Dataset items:

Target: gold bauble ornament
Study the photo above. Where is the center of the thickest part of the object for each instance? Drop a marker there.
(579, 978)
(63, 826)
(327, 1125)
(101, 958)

▶ _ACTIVITY_: Each entry should be written out again exactly, with no word left out.

▶ _EXPECTED OUTPUT_:
Target: gold bauble ornament
Study the photo above. Where is the center of the thickest part of the object for each instance? Drop a marker there.
(579, 978)
(63, 826)
(327, 1125)
(101, 958)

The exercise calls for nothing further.